→ **EXERCISE PROMPT**: Locate every line in the listing that contains the word "vehicle" and copy each one. Case counts.

→ **RECORD SET**:
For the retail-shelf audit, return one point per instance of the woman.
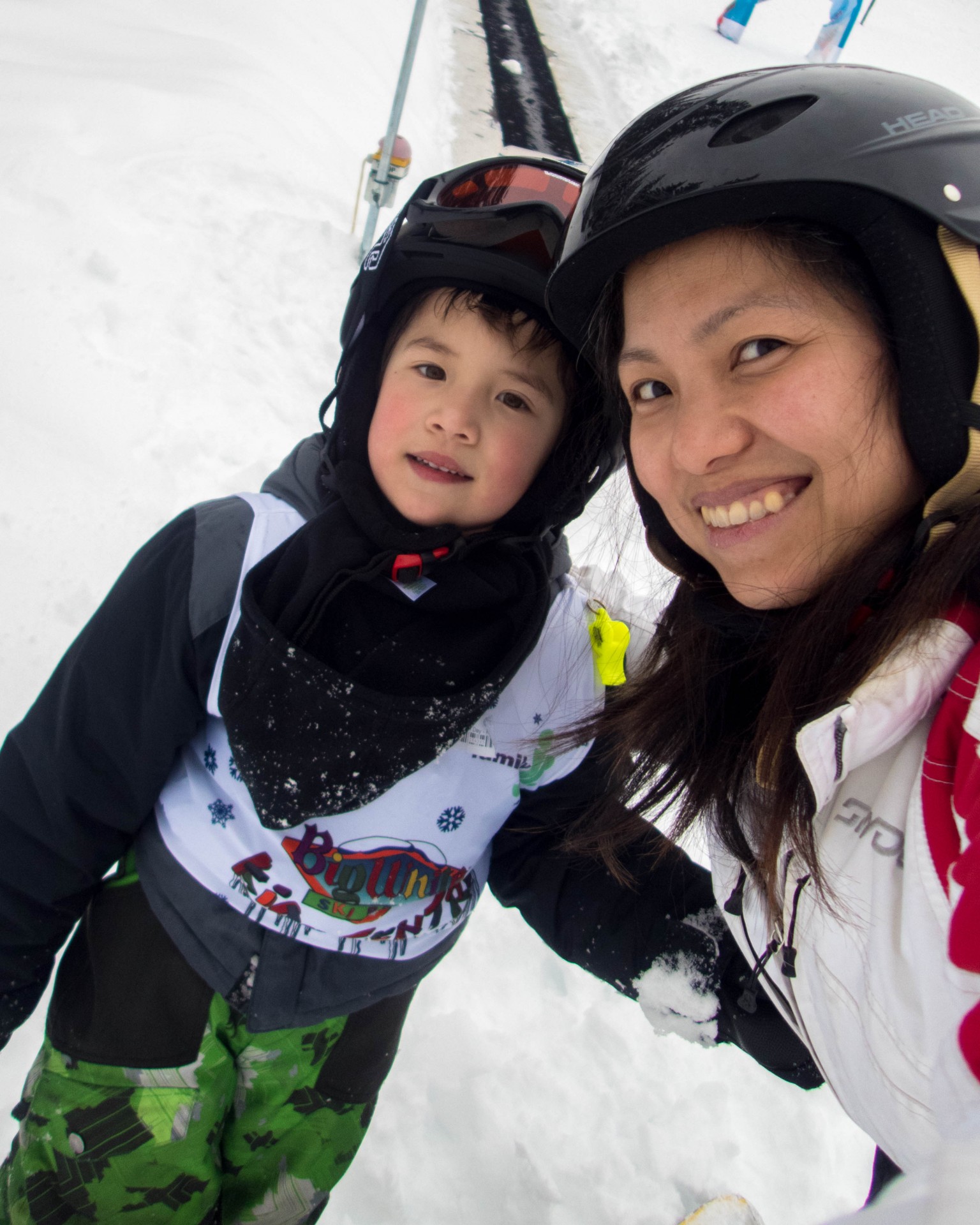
(780, 274)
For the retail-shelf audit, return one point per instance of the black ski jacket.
(81, 773)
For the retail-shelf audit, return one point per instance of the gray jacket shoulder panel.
(221, 535)
(297, 478)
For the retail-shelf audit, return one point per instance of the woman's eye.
(514, 401)
(651, 389)
(755, 350)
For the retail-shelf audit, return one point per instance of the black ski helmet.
(891, 161)
(493, 227)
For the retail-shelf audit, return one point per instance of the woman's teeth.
(740, 512)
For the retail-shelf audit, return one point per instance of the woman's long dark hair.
(707, 724)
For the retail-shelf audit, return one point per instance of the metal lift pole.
(401, 90)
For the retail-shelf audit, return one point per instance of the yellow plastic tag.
(609, 642)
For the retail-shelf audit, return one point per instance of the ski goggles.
(516, 209)
(515, 183)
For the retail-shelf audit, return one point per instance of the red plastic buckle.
(408, 567)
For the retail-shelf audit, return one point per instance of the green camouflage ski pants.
(248, 1132)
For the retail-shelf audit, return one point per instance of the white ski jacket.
(884, 984)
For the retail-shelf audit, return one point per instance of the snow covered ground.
(177, 185)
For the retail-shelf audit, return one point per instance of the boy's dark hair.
(506, 320)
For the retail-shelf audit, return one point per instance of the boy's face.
(464, 418)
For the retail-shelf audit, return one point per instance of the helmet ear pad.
(932, 334)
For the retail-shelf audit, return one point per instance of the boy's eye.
(514, 401)
(648, 390)
(755, 350)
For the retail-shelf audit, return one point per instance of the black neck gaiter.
(337, 685)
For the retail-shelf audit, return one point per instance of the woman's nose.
(708, 429)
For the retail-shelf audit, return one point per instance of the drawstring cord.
(735, 905)
(789, 952)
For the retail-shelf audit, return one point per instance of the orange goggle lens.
(512, 184)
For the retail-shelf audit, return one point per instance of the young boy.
(298, 720)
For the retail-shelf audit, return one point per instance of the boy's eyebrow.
(531, 380)
(430, 342)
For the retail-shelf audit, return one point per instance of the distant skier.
(831, 38)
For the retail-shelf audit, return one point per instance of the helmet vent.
(750, 125)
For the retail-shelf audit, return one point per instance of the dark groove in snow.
(527, 102)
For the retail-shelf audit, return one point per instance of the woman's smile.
(761, 419)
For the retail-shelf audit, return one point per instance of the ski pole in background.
(401, 160)
(382, 184)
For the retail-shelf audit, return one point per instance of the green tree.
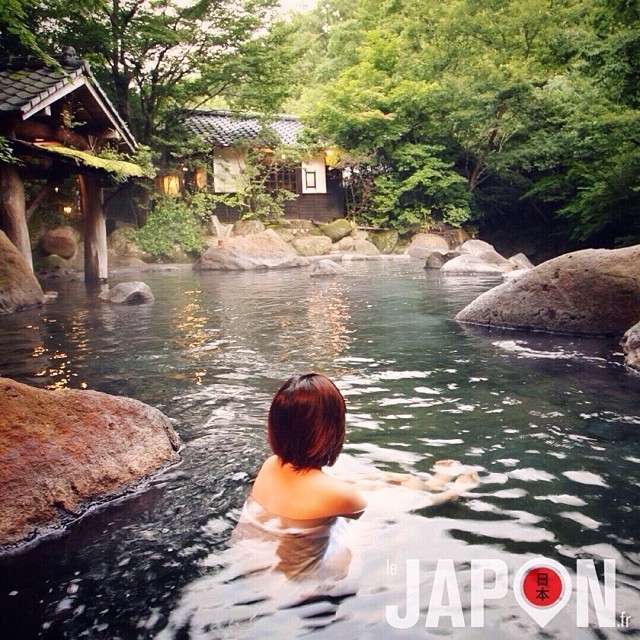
(157, 54)
(486, 109)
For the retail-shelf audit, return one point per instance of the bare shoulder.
(344, 499)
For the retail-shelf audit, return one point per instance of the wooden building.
(55, 120)
(320, 195)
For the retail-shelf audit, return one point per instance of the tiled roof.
(26, 81)
(28, 85)
(223, 128)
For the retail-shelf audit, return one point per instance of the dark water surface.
(552, 423)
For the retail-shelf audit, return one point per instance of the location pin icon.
(542, 588)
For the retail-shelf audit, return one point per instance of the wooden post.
(96, 268)
(13, 216)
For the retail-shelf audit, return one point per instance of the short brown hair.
(306, 421)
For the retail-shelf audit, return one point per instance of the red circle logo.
(542, 586)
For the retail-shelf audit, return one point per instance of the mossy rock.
(337, 229)
(384, 240)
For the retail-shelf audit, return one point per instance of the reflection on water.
(551, 422)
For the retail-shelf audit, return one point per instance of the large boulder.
(589, 292)
(60, 241)
(631, 347)
(521, 261)
(312, 245)
(19, 288)
(423, 244)
(264, 250)
(346, 244)
(487, 262)
(436, 259)
(337, 229)
(128, 293)
(385, 240)
(476, 247)
(63, 451)
(365, 248)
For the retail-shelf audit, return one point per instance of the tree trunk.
(96, 268)
(13, 216)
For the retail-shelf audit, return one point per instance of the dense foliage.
(154, 55)
(173, 224)
(484, 110)
(512, 114)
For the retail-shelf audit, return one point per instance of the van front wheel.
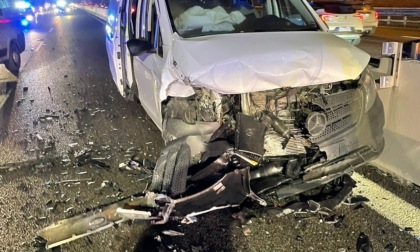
(13, 64)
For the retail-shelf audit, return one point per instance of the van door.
(119, 30)
(148, 66)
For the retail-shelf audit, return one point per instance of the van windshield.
(191, 18)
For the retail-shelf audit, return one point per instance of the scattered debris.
(363, 243)
(189, 220)
(390, 247)
(337, 221)
(50, 182)
(246, 231)
(172, 233)
(106, 183)
(72, 145)
(68, 209)
(407, 229)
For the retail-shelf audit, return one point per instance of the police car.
(12, 38)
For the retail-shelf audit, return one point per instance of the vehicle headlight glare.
(30, 18)
(369, 86)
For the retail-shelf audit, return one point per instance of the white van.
(12, 39)
(253, 98)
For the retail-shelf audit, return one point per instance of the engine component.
(268, 119)
(250, 134)
(316, 123)
(266, 171)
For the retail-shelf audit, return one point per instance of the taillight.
(5, 21)
(359, 16)
(327, 17)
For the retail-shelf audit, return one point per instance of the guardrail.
(404, 16)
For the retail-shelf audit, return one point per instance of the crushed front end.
(223, 149)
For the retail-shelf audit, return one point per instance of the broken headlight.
(368, 83)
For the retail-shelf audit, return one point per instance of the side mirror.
(138, 46)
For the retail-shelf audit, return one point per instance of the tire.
(13, 64)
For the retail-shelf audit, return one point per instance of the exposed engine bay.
(277, 134)
(224, 149)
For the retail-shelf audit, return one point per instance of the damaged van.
(253, 98)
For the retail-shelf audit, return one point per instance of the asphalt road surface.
(64, 104)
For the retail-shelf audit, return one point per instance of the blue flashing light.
(24, 22)
(22, 5)
(29, 17)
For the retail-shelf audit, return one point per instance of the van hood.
(251, 62)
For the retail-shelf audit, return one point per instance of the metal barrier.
(404, 16)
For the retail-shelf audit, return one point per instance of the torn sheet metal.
(82, 225)
(275, 59)
(231, 190)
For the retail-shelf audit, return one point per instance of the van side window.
(150, 26)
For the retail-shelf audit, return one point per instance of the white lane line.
(389, 205)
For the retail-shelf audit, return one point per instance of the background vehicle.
(254, 88)
(27, 13)
(370, 19)
(255, 105)
(12, 39)
(341, 19)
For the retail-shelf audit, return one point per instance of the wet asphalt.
(65, 105)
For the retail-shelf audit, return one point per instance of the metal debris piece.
(172, 233)
(390, 247)
(407, 229)
(105, 183)
(189, 220)
(68, 209)
(356, 199)
(96, 162)
(246, 231)
(363, 243)
(68, 181)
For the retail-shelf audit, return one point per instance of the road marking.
(410, 37)
(389, 205)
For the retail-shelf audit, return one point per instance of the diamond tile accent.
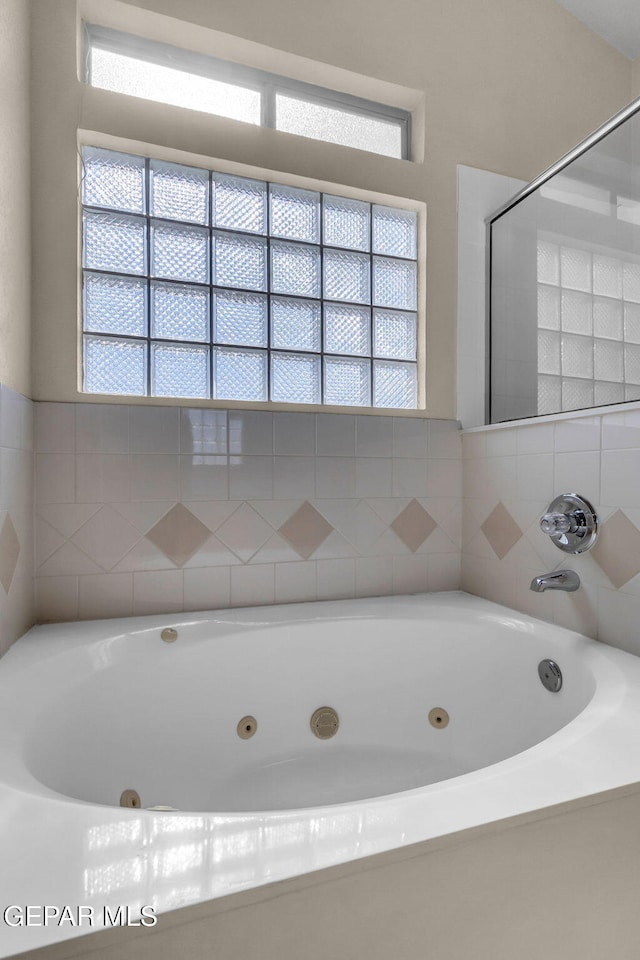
(501, 530)
(413, 525)
(306, 530)
(9, 553)
(617, 550)
(244, 532)
(179, 534)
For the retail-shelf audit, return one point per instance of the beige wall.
(504, 89)
(14, 196)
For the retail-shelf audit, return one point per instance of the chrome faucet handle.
(571, 523)
(553, 523)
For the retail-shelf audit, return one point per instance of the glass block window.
(127, 64)
(206, 285)
(588, 328)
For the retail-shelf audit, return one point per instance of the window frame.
(236, 170)
(251, 78)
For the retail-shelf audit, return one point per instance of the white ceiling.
(617, 21)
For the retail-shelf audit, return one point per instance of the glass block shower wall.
(206, 285)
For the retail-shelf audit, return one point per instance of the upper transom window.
(156, 71)
(207, 285)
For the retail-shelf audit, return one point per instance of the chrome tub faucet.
(558, 580)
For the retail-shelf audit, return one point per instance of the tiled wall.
(511, 474)
(16, 516)
(145, 509)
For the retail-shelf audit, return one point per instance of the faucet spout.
(558, 580)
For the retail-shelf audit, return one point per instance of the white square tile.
(55, 425)
(102, 428)
(252, 585)
(296, 582)
(621, 430)
(335, 435)
(537, 438)
(294, 477)
(203, 431)
(444, 478)
(250, 432)
(105, 595)
(535, 478)
(579, 473)
(154, 429)
(577, 435)
(203, 477)
(410, 437)
(55, 478)
(618, 618)
(207, 589)
(101, 479)
(16, 477)
(56, 599)
(373, 477)
(335, 477)
(501, 442)
(336, 579)
(157, 591)
(155, 476)
(444, 571)
(374, 577)
(620, 473)
(294, 434)
(410, 478)
(410, 574)
(445, 439)
(250, 478)
(106, 537)
(374, 436)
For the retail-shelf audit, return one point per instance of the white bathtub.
(88, 710)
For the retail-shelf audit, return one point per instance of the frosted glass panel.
(347, 276)
(240, 374)
(115, 304)
(394, 232)
(394, 384)
(239, 261)
(347, 329)
(179, 371)
(346, 223)
(295, 269)
(338, 126)
(115, 366)
(295, 378)
(179, 253)
(114, 242)
(395, 334)
(394, 283)
(114, 180)
(153, 81)
(179, 312)
(295, 324)
(347, 381)
(275, 306)
(295, 214)
(178, 192)
(240, 318)
(239, 204)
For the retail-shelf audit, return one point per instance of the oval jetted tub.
(285, 739)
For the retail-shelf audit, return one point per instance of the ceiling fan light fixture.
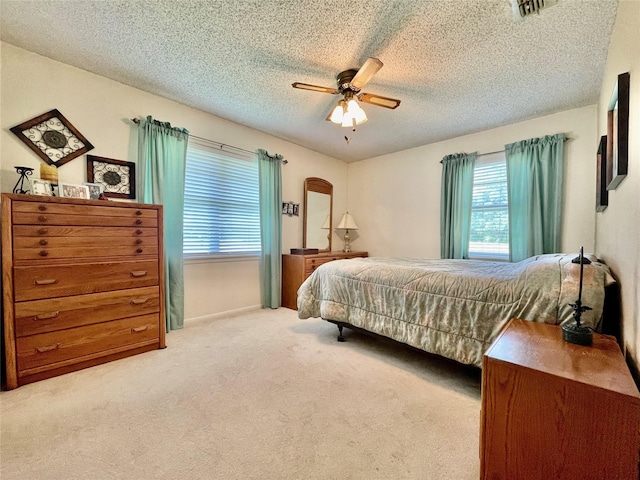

→ **WRITTEN ANSWER**:
For the retail-shelf audit, return one point per instance of the vehicle headlight glare.
For the retail-shelf audit, return one point per instance of the background vehicle.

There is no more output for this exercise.